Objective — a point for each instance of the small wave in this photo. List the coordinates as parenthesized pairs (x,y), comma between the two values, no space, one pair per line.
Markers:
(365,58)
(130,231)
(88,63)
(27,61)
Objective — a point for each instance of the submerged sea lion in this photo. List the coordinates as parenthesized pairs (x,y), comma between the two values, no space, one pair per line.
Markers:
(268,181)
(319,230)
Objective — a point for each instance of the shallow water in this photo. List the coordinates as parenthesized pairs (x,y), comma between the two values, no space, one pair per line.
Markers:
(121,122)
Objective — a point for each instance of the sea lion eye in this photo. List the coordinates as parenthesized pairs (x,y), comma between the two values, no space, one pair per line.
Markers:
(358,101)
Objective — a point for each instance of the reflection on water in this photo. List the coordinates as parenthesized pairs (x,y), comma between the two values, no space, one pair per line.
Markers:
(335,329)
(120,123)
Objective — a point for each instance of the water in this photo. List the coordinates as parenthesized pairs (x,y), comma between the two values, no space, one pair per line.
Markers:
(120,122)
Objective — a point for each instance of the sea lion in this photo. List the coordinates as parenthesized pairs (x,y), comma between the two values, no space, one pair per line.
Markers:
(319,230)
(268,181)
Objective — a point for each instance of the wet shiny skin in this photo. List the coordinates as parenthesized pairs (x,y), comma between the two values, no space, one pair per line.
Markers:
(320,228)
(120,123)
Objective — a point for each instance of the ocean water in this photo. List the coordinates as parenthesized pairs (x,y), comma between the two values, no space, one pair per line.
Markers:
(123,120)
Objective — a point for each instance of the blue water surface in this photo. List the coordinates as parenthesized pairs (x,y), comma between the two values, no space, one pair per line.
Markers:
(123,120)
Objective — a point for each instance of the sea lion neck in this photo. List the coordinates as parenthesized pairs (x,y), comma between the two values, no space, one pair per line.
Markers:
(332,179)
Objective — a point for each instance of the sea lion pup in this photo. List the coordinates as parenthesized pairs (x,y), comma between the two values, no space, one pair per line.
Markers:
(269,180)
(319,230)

> **Instructions to follow**
Copy out every line of the entries above verbatim, from the first one through the last.

> **The answer**
Objective — a point for each instance of the small wave in this photo. List the coordinates as parenthesized pairs (x,y), comma between the two values, no space, one pair per line.
Markers:
(365,58)
(130,231)
(88,63)
(27,61)
Objective — a point for each instance of the submerged sea lion in this photo. List the coordinates as parenthesized pairs (x,y), comma between the two values, no space, one pair per line.
Markers:
(268,181)
(319,230)
Objective — a point for each instance of the shallow water in this photo. List the coordinates as parenthesized pairs (x,y), comma between the two values, no space, one pair per line.
Markers:
(121,122)
Objective — a point for each instance of the sea lion eye in this photo. List the coordinates as parenthesized pairs (x,y), comma between the two values, no space, one pair per line.
Markers:
(358,101)
Objective — a point for each instance of the reflection on water in this photo. List the coordinates as parenthesized pairs (x,y), comma between the two values, no space, one pair per line.
Markers:
(335,329)
(120,123)
Objective — a point for each instance of the water in this photo. List the coordinates as parenthesized pairs (x,y), comma between the two values, no space, one pair per line.
Markers:
(120,122)
Objective — a point for each instance of the sea lion in this photo. List the coordinates as parenthesized pairs (x,y), comma between the two values, no space, one pair per line.
Markers:
(319,230)
(268,181)
Objective — a point for each instance of the wet shiny skin in this photo. List the coordinates as parenthesized pairs (x,y), comma between the two values, no space, one pair per line.
Markers:
(320,228)
(120,123)
Objective — a point for each instance of the ocean water in this photo. List the coordinates as parenthesized pairs (x,y), comma between the two values, no space, one pair per line.
Markers:
(123,120)
Objective — a point for each instance of the blue water surface in this photo. List the coordinates as parenthesized pairs (x,y), comma between the two values, no space, one pair per line.
Markers:
(123,120)
Objective — a point for each instance of the sea lion neck in this photo. List the coordinates as parenthesized pairs (x,y), comma between the two values, no space, one pair per line.
Markers:
(332,179)
Objective — a point for each instance of the sea lion pup in this photo. List the coordinates as parenthesized pairs (x,y), comma between the two values, no space, one pair per line.
Markers:
(269,180)
(319,230)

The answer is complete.